-- Selected text follows --
# Kitten getting poop on her feet problem?!



## gingerfred (Sep 13, 2011)

Hi there,
I'm fairly new to cat ownership, but did plenty of research before committing.

I have a bit of a problem: We have two 9 week old kittens (one male, one female) and have had them for just one week. They both use the litter tray, BUT the female kitten hasn't quite got the knack.

I kept finding bits of litter with poop stuck to it, all over the place- on the carpet, settee, etc. I've found out how it gets there; the female kitten makes a huge "song and dance" over burying her poo. In doing so she treads in it, and gets it stuck in her paws. She then leaves the tray and runs around leaving it all over the place.

Any ideas?
I provided them with two trays, but they use the same one. Same lit (Catsan) as breeder used. I clean the tray out constantly (amazing how often they go!).
Will she grow out of it?
Should I use a different lit?
Help!!


----------



## MCWillow (Aug 26, 2011)

I've just ordered a cat litter mat from ZooPlus as I noticed Willow wiping her feet on the side of the tray  - I will find the link - it might help

http://www.zooplus.co.uk/shop/cats/cat_litter_litter_boxes/deo_accessoires/litter_box_mats/98041

Its in the sale too


----------



## broccoli (Jul 1, 2011)

well, she makes a better try than my 13 week (!!??how did that happen?) kitten

he just scratches the side of tray & not actual litter - grr :cursing: :cursing: 

then wonders why it still smells 

yours is clearly smarter!


----------



## ewelsh (Jan 26, 2011)
-- Selected text concluded --
-- Data to examine follows --
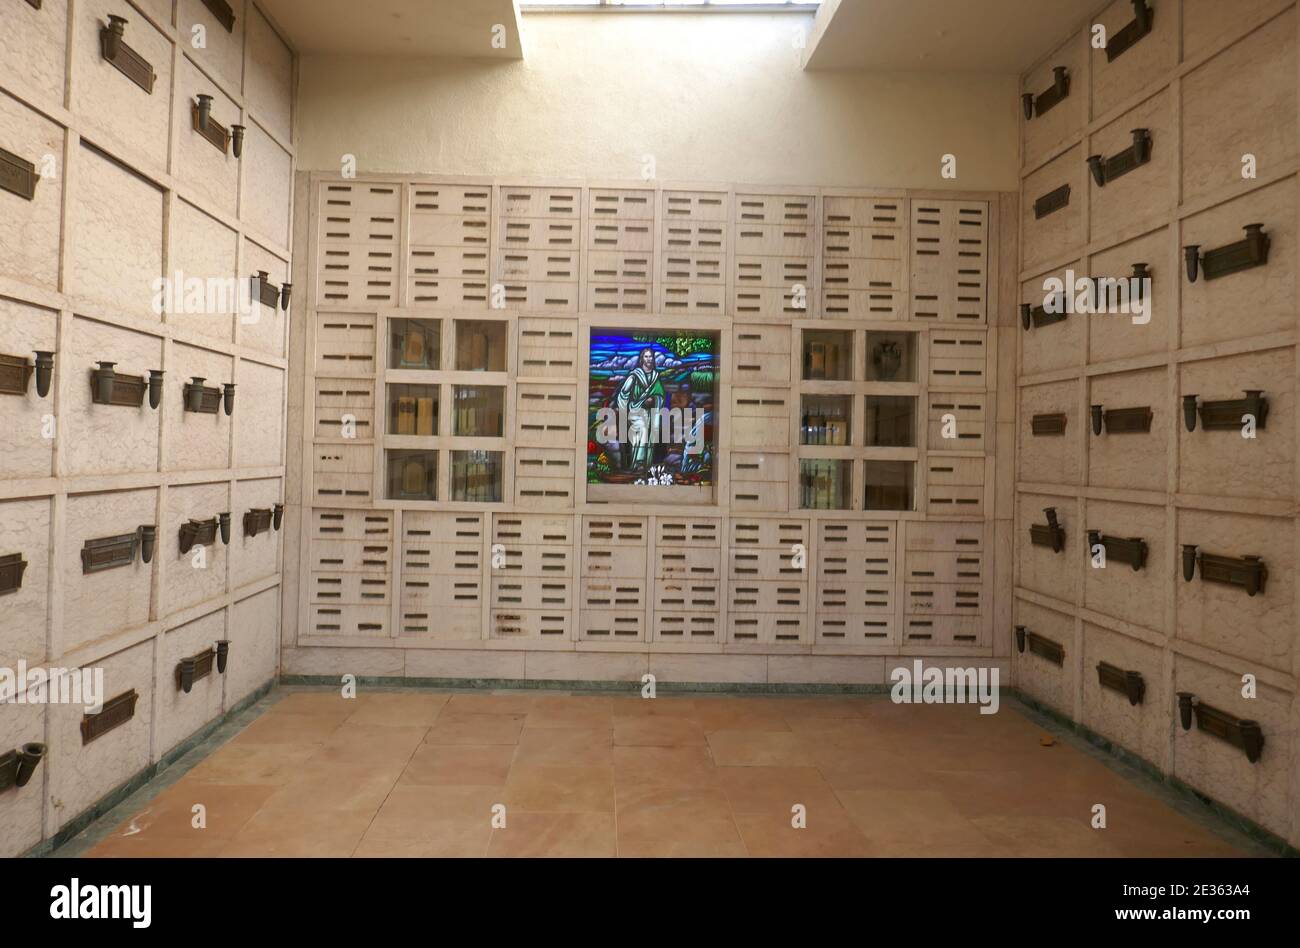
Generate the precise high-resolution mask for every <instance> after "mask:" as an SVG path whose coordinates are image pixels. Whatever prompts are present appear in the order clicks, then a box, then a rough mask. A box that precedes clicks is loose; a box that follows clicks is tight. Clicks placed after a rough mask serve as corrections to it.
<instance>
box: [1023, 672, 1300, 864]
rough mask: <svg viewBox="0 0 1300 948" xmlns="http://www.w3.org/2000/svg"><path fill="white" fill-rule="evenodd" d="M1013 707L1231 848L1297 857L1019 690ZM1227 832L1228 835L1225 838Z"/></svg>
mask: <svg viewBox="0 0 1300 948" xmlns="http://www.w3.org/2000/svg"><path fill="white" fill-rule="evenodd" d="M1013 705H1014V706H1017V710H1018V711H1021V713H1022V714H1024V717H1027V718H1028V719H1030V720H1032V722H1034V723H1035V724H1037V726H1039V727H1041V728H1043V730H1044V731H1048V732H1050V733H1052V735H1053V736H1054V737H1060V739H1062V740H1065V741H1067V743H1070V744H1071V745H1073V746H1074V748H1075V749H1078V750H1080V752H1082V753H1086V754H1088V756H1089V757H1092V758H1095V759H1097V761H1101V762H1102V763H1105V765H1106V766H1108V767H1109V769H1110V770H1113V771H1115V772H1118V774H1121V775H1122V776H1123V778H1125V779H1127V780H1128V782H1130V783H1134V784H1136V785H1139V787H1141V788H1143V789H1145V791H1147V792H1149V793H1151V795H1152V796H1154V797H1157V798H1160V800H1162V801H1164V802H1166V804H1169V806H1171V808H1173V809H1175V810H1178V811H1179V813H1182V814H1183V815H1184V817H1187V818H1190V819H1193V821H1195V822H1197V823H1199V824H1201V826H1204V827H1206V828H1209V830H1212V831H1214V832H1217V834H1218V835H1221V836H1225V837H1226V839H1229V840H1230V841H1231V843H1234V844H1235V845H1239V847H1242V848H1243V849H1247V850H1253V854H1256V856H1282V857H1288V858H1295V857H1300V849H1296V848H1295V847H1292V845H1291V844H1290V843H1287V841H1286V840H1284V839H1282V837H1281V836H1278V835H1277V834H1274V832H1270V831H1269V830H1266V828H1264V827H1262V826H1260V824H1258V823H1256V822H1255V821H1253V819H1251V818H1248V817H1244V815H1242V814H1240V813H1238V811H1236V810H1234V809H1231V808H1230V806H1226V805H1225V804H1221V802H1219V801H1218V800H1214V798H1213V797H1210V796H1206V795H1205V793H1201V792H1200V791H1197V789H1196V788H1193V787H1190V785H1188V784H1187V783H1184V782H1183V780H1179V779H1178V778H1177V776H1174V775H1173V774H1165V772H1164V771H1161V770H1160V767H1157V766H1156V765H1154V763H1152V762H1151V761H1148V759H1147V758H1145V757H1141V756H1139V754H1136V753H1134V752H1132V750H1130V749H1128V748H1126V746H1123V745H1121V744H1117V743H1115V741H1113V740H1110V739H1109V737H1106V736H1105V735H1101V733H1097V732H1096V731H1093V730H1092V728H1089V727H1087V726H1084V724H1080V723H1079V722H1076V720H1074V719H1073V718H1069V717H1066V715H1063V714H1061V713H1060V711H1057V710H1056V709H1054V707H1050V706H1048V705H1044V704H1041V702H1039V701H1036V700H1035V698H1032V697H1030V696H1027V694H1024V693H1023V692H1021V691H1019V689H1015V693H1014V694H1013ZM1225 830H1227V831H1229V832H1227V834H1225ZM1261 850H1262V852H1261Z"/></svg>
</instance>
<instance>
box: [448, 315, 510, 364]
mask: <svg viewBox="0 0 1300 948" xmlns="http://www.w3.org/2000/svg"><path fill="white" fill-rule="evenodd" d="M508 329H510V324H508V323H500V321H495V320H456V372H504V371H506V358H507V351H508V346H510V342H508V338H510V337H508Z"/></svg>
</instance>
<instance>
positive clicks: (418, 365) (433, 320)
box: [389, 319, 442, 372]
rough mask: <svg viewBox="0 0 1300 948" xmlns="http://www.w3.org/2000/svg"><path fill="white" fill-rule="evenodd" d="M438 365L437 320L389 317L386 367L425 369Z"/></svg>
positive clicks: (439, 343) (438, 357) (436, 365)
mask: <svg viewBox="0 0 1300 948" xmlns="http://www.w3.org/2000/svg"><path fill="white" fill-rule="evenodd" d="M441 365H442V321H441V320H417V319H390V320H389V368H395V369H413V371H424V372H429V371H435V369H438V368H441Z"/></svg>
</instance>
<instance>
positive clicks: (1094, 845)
-- Data to examine concluded --
-- Data to examine follows --
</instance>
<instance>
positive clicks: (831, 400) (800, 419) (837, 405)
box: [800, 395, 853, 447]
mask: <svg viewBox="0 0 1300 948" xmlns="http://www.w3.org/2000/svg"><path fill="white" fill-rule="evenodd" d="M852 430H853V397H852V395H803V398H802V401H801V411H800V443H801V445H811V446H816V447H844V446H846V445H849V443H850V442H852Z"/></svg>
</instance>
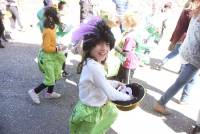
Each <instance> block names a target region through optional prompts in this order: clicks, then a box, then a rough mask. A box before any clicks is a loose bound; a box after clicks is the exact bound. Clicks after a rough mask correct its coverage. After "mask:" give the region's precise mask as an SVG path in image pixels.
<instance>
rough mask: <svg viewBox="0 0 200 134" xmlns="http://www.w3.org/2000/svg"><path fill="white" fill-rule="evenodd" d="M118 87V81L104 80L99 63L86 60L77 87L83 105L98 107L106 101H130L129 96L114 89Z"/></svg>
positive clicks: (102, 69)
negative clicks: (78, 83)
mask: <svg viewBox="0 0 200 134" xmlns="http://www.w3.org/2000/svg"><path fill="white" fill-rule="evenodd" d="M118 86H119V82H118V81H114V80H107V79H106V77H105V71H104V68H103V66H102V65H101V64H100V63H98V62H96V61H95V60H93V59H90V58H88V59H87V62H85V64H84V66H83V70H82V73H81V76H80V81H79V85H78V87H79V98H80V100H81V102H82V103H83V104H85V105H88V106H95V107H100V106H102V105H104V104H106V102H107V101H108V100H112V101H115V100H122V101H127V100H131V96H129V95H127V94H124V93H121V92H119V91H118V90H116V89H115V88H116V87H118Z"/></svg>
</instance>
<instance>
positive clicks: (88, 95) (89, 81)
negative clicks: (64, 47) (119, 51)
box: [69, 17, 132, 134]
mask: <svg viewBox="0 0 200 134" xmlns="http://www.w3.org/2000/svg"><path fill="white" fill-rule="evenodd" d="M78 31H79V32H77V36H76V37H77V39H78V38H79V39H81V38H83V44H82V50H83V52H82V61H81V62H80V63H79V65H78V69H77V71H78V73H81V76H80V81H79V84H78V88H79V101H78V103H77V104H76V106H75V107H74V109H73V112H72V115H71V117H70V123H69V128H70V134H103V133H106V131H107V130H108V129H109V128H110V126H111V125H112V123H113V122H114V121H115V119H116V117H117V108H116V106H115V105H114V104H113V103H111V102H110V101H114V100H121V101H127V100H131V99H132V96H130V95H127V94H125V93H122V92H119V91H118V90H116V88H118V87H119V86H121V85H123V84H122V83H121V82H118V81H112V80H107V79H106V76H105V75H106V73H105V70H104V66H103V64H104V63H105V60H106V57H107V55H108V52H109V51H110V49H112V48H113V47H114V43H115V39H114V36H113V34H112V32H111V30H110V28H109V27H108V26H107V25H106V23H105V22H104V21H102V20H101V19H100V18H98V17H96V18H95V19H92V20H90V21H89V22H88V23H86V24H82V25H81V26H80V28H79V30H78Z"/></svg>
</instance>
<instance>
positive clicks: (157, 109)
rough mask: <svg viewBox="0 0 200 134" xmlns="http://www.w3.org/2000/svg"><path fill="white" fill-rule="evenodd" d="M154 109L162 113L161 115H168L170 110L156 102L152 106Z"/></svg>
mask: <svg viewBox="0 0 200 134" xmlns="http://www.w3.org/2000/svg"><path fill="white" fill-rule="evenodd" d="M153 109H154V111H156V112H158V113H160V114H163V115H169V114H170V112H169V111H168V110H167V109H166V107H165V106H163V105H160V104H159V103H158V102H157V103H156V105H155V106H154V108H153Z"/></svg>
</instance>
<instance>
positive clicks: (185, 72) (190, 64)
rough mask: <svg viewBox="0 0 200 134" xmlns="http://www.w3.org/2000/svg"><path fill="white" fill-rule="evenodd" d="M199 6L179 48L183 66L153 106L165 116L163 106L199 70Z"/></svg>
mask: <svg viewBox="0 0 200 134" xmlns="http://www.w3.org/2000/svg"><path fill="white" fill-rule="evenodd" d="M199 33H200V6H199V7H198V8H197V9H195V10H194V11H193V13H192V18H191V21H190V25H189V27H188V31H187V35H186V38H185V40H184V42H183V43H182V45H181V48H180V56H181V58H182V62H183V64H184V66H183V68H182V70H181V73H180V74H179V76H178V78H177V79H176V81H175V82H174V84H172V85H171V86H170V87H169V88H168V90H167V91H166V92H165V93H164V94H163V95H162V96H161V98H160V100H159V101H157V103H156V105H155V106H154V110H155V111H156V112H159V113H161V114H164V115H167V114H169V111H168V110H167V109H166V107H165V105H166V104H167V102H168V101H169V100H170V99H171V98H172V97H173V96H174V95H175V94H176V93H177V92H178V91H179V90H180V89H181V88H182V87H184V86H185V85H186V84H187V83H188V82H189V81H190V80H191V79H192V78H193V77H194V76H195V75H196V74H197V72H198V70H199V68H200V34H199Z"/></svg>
-- Data to examine concluded --
What this task involves
Can you write out the part of the kitten litter thread that begins at the words "I kept finding" and ends after "over the place.", word for word?

Task answer
I kept finding bits of litter with poop stuck to it, all over the place- on the carpet, settee, etc. I've found out how it gets there; the female kitten makes a huge "song and dance" over burying her poo. In doing so she treads in it, and gets it stuck in her paws. She then leaves the tray and runs around leaving it all over the place.